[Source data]

○ ○ ○ ○ ○ ○ ○

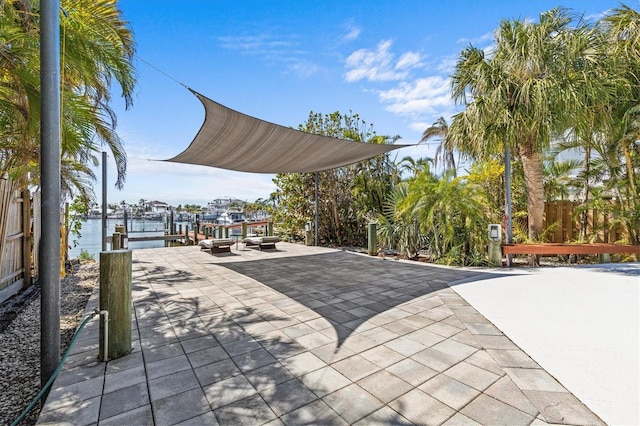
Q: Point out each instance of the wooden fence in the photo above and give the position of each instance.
(15, 239)
(563, 225)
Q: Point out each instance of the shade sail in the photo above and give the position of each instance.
(232, 140)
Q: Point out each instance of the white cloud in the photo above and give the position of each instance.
(378, 64)
(484, 38)
(427, 95)
(353, 32)
(408, 60)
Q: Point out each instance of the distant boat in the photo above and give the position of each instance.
(230, 217)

○ ○ ○ ○ ○ ○ ○

» WHAT THE TASK ASKS: Would you reproduce, word for word, the lines from the one holding "Q: Point out each instance of the shade" through the final line of the entries, both included?

» THE COMPLETED TASK:
Q: Point out each instance of the shade sail in the photo above and give the position of each instance.
(232, 140)
Q: Point out each instance of the white cloud in the photo above and give the position of each instance.
(378, 64)
(484, 38)
(427, 95)
(353, 32)
(408, 60)
Q: Point out each instance of the distant boat in the photo above and give the position of each instance.
(230, 217)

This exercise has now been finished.